▸ PAGE TEXT:

It’s never too early to think about retirement, says financial columnist Peter Sharkey.

The number of my friends and relatives who have either retired or announced plans to do so appears to have risen exponentially over the past 12 months.

Nowadays, lunchtime texts to pals suggesting a quick, after-work beer are likely to receive replies along the lines of: "Sorry, no. We're in Spain", or "Can't do Monday - we're off to the States".

Even a call to my own brother, during which I recommended meeting at a local pub to celebrate his forthcoming birthday, was met with an unusually prolonged silence. "I told you we were going away," he declared, mildly exasperated at my memory loss, "so let's do it when we get back." I have a vague recollection that he did tell me this, but you know how brothers can be...

All the same, either I've become the archetypal Billy No-Mates or the trend for Baby Boomers to turn their back to the grindstone and wind-down is gathering pace.

The early part of retirement is considered a golden period when people expect to enjoy the luxury of uninterrupted holidays, pursuing hobbies or entertaining friends and family, assuming they're not swanning off to Asia for three weeks, of course.

▸ INFORMATION GIVEN:
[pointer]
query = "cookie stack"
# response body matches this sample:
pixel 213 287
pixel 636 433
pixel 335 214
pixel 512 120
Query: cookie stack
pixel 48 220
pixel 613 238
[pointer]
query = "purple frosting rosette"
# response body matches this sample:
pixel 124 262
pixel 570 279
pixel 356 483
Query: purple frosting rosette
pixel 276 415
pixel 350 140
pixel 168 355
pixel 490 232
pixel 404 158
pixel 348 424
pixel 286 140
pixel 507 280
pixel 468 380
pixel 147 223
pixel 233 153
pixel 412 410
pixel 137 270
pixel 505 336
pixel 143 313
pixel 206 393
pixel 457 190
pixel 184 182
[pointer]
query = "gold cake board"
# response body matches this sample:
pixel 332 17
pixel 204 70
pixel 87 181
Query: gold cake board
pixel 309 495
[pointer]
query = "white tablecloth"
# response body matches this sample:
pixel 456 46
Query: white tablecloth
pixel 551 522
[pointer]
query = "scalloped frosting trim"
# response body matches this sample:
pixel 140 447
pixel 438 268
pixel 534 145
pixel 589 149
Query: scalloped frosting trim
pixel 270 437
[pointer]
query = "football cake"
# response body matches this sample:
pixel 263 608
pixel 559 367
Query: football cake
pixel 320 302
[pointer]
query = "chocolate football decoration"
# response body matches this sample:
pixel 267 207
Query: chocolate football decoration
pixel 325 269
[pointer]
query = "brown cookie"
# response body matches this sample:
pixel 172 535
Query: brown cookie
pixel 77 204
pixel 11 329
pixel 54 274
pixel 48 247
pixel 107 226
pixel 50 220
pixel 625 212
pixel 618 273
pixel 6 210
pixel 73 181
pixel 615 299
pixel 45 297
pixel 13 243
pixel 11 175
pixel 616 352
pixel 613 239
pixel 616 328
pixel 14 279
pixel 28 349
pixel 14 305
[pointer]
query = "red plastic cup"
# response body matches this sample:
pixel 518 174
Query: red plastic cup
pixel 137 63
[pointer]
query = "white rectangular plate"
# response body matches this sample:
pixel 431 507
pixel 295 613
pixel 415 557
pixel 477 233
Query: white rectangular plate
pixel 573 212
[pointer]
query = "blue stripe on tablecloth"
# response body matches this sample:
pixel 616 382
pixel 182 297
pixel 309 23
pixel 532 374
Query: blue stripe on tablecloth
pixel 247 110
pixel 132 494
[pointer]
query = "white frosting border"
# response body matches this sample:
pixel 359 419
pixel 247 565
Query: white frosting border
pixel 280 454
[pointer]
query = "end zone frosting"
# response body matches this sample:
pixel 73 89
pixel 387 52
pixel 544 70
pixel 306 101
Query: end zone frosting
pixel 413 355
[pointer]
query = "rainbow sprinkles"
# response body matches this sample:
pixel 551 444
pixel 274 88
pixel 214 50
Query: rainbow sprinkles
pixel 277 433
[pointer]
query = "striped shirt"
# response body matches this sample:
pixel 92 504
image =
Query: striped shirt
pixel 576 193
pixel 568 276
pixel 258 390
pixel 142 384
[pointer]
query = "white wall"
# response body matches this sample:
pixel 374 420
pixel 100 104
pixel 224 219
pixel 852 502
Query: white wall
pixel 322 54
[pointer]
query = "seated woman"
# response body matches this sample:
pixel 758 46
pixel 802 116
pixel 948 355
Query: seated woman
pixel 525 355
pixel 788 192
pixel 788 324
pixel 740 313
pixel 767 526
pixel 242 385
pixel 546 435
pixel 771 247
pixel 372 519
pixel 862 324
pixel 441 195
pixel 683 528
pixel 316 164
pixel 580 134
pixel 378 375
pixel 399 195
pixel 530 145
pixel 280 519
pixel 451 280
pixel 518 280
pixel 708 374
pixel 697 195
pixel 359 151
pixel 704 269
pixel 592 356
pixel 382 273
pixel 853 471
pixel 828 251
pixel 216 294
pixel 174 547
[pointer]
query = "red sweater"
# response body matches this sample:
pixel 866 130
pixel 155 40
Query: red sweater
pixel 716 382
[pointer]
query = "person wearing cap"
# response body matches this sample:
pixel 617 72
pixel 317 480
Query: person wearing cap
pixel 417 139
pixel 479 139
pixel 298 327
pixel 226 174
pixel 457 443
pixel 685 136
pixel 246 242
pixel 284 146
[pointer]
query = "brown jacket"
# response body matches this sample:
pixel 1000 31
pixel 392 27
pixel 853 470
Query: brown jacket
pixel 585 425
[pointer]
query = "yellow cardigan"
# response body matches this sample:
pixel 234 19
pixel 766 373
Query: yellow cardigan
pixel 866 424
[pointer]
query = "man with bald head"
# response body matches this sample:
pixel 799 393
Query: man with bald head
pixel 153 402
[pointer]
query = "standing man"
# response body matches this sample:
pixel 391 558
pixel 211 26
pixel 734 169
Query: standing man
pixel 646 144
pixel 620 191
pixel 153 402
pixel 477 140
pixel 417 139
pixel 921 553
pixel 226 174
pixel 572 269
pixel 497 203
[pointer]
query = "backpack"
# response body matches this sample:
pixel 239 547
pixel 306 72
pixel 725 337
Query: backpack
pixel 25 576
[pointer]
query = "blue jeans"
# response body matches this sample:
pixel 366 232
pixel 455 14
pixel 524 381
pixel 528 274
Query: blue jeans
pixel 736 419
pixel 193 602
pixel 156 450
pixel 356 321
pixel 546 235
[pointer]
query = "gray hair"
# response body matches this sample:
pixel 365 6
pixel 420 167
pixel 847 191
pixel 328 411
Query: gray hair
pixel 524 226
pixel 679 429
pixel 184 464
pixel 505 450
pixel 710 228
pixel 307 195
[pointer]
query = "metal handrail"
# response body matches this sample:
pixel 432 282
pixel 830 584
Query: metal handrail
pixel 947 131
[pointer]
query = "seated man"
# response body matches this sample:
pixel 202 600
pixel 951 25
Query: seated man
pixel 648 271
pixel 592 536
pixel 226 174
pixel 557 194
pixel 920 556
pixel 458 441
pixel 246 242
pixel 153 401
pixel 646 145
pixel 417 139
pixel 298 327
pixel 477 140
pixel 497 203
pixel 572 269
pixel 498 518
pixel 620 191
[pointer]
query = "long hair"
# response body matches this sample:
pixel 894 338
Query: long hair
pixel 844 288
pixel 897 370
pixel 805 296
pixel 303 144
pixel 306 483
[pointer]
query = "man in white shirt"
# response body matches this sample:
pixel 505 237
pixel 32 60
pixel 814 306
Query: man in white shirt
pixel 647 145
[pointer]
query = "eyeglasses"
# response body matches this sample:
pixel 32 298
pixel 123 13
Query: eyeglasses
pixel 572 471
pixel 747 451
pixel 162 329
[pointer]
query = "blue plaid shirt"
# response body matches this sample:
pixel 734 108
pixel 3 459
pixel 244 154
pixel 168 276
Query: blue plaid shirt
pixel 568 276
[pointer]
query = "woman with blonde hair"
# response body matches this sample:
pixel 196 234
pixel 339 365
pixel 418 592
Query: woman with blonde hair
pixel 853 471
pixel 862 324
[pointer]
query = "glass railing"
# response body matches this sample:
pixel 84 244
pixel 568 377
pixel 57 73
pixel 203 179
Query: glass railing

▸ WRITTEN TASKS:
a) Answer these questions from the column on retirement, marking each answer to match:
(i) Over what period does the number of the writer's friends and relatives who have retired or announced plans to retire appear to have risen?
(ii) Where did the writer suggest meeting the brother to celebrate his forthcoming birthday?
(iii) What does the column say people expect to enjoy in the early part of retirement?
b) Write the next part of the column on retirement, picking up after its final sentence.

▸ RESPONSES:
a)
(i) Over the past 12 months.
(ii) At a local pub.
(iii) Uninterrupted holidays, pursuing hobbies, and entertaining friends and family.

b)
Granted, many retirees would say this picture is significantly rosier than real life. Yet for future generations, the gap between this idyllic scenario and reality is likely to be considerably wider, especially if the only source of post-retirement income is the state pension.

Millions of people do rely solely upon the state pension, forced to endure a frugal retirement devoid of luxuries and short breaks overseas. Despite this, a worryingly large number of younger folks are often complacent about saving for old age.

Yet they are the group best placed to build up large nest eggs by the end of their working lives thanks to one extremely valuable asset: time.

They should make the most of it because there's a very good chance that the age at which people become eligible to receive the state pension will continue to rise. Several reports have suggested that the age threshold should rise to 69 by 2039, while a document prepared for the pensions department suggested that anyone aged under 30 will have to wait until well beyond their 70th birthday before receiving a state pension.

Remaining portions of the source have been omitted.